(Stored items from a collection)
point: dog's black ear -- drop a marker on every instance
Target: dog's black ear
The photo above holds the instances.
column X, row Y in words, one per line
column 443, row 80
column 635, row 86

-- WORK ITEM --
The records above must be reproduced word for word.

-- OUTPUT BELOW --
point: dog's black ear -- drop a marker on every instance
Target: dog's black ear
The photo above holds the instances.
column X, row Y in words, one per line
column 443, row 80
column 635, row 86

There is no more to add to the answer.